Data for this task:
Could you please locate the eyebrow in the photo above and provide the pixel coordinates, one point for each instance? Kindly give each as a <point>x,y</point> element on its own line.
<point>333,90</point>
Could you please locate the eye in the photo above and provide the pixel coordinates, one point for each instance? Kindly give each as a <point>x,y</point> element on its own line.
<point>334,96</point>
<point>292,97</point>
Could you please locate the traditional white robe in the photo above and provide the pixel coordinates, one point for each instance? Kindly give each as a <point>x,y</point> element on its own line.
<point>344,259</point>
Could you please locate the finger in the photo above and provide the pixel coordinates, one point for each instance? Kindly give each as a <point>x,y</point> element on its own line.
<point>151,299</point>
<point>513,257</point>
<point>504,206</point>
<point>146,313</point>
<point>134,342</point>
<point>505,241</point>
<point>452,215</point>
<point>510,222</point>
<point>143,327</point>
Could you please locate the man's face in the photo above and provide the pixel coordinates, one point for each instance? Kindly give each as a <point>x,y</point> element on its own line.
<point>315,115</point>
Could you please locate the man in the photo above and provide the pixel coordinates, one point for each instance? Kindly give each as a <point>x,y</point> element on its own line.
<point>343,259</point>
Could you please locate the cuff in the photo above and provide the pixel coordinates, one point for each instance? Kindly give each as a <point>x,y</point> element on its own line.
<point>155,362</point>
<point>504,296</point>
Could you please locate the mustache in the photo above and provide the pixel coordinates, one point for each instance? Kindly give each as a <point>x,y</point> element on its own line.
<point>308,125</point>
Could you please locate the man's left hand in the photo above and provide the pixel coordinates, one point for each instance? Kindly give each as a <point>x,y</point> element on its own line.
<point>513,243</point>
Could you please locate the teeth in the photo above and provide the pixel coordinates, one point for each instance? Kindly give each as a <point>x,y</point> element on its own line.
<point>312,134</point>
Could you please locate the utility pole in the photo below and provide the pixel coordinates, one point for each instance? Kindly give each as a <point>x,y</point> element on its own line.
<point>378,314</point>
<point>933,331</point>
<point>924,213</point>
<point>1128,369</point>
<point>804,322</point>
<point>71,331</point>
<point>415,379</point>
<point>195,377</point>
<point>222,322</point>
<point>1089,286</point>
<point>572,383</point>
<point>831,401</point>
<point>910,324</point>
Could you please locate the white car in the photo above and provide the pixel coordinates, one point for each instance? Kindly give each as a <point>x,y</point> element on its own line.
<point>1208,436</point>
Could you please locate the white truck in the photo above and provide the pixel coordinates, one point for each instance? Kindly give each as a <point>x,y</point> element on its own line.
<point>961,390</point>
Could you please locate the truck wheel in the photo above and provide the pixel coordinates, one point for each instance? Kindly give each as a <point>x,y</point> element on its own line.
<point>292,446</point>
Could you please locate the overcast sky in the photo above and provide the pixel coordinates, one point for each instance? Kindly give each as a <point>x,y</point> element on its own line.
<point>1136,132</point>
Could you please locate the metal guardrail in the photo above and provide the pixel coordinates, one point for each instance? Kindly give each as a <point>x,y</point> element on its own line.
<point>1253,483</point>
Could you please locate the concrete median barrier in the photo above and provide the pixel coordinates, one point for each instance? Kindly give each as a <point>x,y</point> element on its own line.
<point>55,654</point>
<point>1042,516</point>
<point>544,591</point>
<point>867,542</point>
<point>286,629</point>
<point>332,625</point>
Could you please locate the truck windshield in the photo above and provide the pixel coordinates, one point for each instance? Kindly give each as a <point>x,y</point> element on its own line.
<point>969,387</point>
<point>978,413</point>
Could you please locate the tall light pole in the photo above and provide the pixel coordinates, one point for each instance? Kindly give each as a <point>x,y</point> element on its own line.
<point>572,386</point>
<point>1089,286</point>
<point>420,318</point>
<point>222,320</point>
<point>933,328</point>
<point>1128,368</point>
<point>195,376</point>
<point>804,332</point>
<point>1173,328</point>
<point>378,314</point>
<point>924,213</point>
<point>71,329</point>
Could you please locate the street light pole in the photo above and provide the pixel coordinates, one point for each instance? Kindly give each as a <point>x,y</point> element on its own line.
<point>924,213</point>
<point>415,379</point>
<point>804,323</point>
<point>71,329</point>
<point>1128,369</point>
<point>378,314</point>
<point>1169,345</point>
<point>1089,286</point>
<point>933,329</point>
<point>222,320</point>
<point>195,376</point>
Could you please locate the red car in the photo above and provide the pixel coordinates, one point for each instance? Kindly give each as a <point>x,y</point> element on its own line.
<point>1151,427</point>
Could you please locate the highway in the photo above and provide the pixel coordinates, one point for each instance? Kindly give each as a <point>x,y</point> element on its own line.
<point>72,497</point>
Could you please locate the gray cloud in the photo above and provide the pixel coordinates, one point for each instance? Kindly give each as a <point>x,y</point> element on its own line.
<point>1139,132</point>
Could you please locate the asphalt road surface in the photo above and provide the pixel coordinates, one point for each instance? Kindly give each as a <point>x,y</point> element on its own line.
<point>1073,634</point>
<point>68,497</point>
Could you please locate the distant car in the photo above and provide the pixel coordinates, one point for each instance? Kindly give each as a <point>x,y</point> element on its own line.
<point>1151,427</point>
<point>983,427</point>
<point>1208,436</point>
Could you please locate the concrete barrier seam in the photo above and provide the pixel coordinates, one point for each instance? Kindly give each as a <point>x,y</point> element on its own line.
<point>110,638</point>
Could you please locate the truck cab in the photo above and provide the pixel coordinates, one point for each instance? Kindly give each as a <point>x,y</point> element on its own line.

What to work on:
The answer should reproduce each entry above in full.

Task answer:
Could you please locate the eyebrow in the photo above and provide the pixel coordinates, one point for each instance? Kindly give each as a <point>x,y</point> element on its own line.
<point>333,90</point>
Could you please locate the eye in the photo above and provide the pixel coordinates, one point for each instance? Kindly give each as a <point>x,y</point> element on its own line.
<point>334,96</point>
<point>292,97</point>
Could you please locate the traditional white robe in the photo above and provide the pixel coordinates, one point for each instance? Kindly give each as a <point>x,y</point> element on its own line.
<point>344,259</point>
Could you please locate the finger in the photo above and provide the pixel coordinates, one point for each instance? Kindly give each as a <point>x,y</point> element on its own line.
<point>151,299</point>
<point>513,257</point>
<point>504,206</point>
<point>146,313</point>
<point>134,342</point>
<point>505,241</point>
<point>452,215</point>
<point>510,222</point>
<point>143,327</point>
Could you please locate the man's face in the photo above and provide the pixel coordinates, one point for each instance? Kindly give each as a <point>x,y</point> element on its own line.
<point>315,115</point>
Could you please locate the man in the photo above and provide the pixel coordinates, one point for each instance? Kindly give each as a <point>x,y</point> element on its own line.
<point>343,259</point>
Could you please locate the cuff in the photo above and provide the pixel coordinates, one point for each instance? Kindly give each as a <point>x,y</point> element on its own line.
<point>155,362</point>
<point>504,296</point>
Could you please locate the mustache in the photo above and provide the pixel coordinates, one point for each instance? Kindly give each as a <point>x,y</point> element on its own line.
<point>308,125</point>
Could you please locate the man's left hand in the photo above and provide the pixel coordinates, one point for each instance? Kindly give each as a <point>x,y</point> element on its own line.
<point>513,243</point>
Could you please locate the teeth in the photo above and provide the pixel coordinates, one point for each instance? Kindly give each as a <point>x,y</point> element on its own line.
<point>312,134</point>
Could you please locate the utility pole in the photo below and provide the pixel coordinates, one point for each instance? Kindly give each as a <point>x,y</point> element on its own line.
<point>378,314</point>
<point>933,331</point>
<point>924,213</point>
<point>1128,369</point>
<point>804,322</point>
<point>71,331</point>
<point>415,379</point>
<point>195,377</point>
<point>222,322</point>
<point>1089,286</point>
<point>572,383</point>
<point>831,401</point>
<point>910,324</point>
Could you please locate the white car in the photo above and provide the pixel coordinates, one point for each instance? Kindly give each as a <point>x,y</point> element on its own line.
<point>1208,436</point>
Could you please locate the white truck in the photo above and provide the pixel coordinates, one point for each instance? Kindly give each as a <point>x,y</point> element on its own line.
<point>961,390</point>
Could you please locate the truck wheel in the photo above and provide the pixel coordinates, one point for each instance? Kindly give each as a <point>x,y</point> element on its own line.
<point>292,446</point>
Could you please locate the overcast sky in the photo above and provide the pixel coordinates, one point for each instance? Kindly give each as a <point>x,y</point> element on its own line.
<point>1136,132</point>
Could you please locate the metal guardrail in the photo above and provide the pixel coordinates, one point for each instance? Kindly give each as a <point>x,y</point> element on its own line.
<point>1253,483</point>
Could you please locate the concrete median barrier in the photo above and provide the pixel coordinates, one point for each instance? Kindly give each as a <point>x,y</point> element on its own line.
<point>55,654</point>
<point>1042,516</point>
<point>544,591</point>
<point>867,542</point>
<point>286,629</point>
<point>332,625</point>
Could you please locate the truck windshield in the photo above and provide the pixel coordinates, one point for each instance? Kindly give each as a <point>x,y</point> element on its own line.
<point>969,387</point>
<point>978,413</point>
Could you please locate the tall light pole in the photo above and provide the pixel coordinates, one point for each instance? Kindly give each as a <point>x,y</point> element on its own line.
<point>572,386</point>
<point>1089,286</point>
<point>420,318</point>
<point>222,320</point>
<point>933,328</point>
<point>1128,368</point>
<point>195,376</point>
<point>804,332</point>
<point>1173,328</point>
<point>378,314</point>
<point>924,213</point>
<point>71,329</point>
Could you please locate the street light pole in the photo above and provide the pixel coordinates, one point for each instance? Kindly give each as a <point>x,y</point> element on its own line.
<point>924,213</point>
<point>415,379</point>
<point>804,323</point>
<point>71,329</point>
<point>1128,369</point>
<point>378,314</point>
<point>1169,345</point>
<point>1089,286</point>
<point>933,329</point>
<point>222,320</point>
<point>195,376</point>
Could you please locate the red car in the photo above and provide the pixel coordinates, one point for each instance? Kindly give each as a <point>x,y</point> element on its own line.
<point>1151,427</point>
Could you please locate the highway in the photo above and provide the pixel coordinates, one point for each instance? Kindly give each as a <point>x,y</point> element on its own line.
<point>72,497</point>
Could you please locate the gray cloud in the photo above and provide the pixel coordinates, one point for each instance? Kindly give each as a <point>x,y</point> element on its own line.
<point>1139,132</point>
Could you please locate the asphalt road surface in the photo above and provide the pixel coordinates, one point for each instance? Kindly give each as a <point>x,y</point> element on its own line.
<point>1073,634</point>
<point>68,497</point>
Could you please locate the distant car in the photo above and provide the pixel coordinates, one point for each instance? Kindly give each as a <point>x,y</point> element on its own line.
<point>1151,427</point>
<point>983,427</point>
<point>1208,436</point>
Could you please locate the concrete barrier seam in the photo above and provide the pixel coordinates, one point for each instance? Kindly give each as a <point>x,y</point> element on its own line.
<point>110,638</point>
Could you please locate the truck cab in the photo above and provide the pixel coordinates, one point for each instance? Kindly give each as a <point>x,y</point> element on its own line.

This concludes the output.